(Items listed in a dataset)
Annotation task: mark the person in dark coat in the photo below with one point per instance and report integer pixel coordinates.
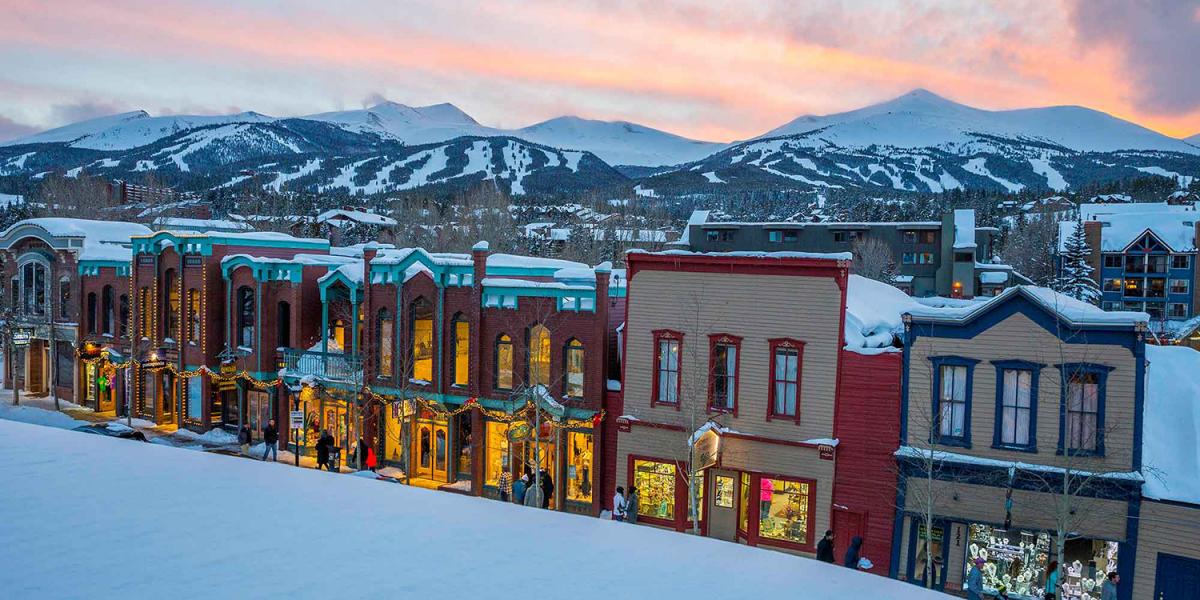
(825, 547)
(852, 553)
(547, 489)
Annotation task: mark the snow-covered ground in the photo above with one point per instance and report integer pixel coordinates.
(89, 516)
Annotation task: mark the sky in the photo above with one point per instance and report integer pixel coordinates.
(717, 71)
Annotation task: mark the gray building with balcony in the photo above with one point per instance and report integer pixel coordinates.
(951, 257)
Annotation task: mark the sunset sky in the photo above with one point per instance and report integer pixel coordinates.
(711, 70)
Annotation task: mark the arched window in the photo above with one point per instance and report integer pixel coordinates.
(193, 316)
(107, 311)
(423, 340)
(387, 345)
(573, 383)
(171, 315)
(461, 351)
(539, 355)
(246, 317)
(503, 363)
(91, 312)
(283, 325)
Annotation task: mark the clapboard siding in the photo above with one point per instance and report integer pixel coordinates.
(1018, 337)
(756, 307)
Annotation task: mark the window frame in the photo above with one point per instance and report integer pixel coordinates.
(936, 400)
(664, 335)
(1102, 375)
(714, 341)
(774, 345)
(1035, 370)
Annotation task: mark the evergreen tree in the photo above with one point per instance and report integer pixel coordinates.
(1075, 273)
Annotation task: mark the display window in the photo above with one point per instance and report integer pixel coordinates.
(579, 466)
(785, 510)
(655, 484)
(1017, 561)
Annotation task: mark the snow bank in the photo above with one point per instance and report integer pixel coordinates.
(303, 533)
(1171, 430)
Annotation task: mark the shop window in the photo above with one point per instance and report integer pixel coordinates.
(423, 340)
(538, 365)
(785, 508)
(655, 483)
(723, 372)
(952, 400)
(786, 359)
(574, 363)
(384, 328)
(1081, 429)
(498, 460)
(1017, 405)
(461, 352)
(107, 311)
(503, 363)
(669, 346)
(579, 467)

==

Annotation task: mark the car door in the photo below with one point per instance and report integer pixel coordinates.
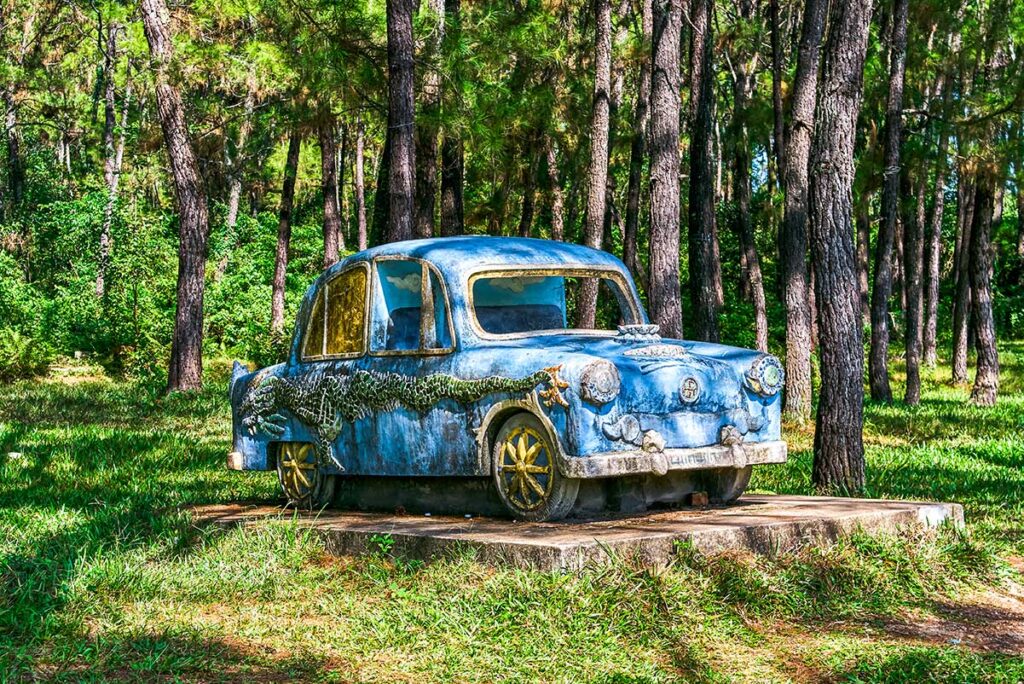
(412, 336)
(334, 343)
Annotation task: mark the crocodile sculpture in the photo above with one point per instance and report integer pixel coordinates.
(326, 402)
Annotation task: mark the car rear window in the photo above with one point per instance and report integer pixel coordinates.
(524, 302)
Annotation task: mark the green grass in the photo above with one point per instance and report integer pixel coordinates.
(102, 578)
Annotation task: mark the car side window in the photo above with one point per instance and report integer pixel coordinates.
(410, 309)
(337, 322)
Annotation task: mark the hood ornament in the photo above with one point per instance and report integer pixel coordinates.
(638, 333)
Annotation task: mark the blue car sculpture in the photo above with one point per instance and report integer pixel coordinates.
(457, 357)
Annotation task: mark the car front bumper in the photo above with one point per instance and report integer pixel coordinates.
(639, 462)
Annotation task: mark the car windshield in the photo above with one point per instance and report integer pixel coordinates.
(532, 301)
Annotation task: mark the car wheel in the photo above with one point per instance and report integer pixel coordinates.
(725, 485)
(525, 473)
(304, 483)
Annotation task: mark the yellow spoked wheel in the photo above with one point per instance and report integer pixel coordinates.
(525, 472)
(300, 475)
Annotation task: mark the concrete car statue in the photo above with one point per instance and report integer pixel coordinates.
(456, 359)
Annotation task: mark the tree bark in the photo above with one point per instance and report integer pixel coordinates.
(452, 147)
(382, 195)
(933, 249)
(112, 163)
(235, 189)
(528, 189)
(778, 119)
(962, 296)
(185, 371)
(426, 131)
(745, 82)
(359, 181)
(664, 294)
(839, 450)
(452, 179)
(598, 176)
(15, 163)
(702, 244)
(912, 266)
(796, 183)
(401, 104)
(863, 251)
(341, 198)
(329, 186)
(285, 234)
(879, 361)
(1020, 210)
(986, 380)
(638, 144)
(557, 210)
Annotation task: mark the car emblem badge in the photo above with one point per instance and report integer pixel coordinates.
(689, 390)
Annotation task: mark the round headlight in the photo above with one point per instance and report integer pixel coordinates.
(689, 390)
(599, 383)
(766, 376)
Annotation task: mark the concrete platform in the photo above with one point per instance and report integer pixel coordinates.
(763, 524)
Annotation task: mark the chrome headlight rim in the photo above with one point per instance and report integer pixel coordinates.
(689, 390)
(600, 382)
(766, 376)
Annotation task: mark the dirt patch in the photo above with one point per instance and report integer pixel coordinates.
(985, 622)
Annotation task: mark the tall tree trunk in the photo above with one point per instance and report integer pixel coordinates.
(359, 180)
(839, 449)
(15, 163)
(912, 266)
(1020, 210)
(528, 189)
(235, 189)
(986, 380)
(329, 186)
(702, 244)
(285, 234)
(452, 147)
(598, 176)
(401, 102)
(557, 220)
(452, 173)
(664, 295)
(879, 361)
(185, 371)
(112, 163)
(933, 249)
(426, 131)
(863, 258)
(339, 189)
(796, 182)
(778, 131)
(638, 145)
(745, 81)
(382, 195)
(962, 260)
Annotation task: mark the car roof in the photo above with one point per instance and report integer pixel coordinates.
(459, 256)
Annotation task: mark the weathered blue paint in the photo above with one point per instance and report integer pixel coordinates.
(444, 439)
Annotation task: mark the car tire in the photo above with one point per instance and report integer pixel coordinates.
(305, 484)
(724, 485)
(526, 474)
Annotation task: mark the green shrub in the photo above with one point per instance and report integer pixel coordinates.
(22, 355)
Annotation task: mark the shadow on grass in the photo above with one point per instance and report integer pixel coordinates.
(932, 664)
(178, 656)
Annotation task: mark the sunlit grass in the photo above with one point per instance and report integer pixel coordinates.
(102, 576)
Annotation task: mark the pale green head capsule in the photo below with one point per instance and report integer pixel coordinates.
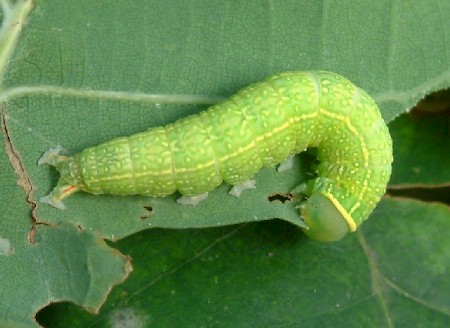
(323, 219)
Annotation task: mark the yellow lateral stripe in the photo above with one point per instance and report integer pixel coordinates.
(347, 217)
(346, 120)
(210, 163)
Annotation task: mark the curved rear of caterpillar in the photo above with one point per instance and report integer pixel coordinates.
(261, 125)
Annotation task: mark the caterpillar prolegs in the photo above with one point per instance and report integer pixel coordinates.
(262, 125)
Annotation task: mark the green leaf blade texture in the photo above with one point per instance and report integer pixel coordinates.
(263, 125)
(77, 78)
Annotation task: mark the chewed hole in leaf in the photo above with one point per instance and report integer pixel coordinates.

> [Instructions for the task] From the entries above, write out only the lines starting at the line that holds "Annotation task: mark the green leaf" and ending at the line that holds "Annotation task: mark the chewed", keeping both and matching them exactly.

> [Your solution]
Annotation task: mark the green leaf blade texture in the photo above with one point per instance and report integer pixel coordinates.
(263, 125)
(77, 78)
Annotation task: mark the chewed hole in leaf in the photo above with one point per instance and report integer pixel coordinates.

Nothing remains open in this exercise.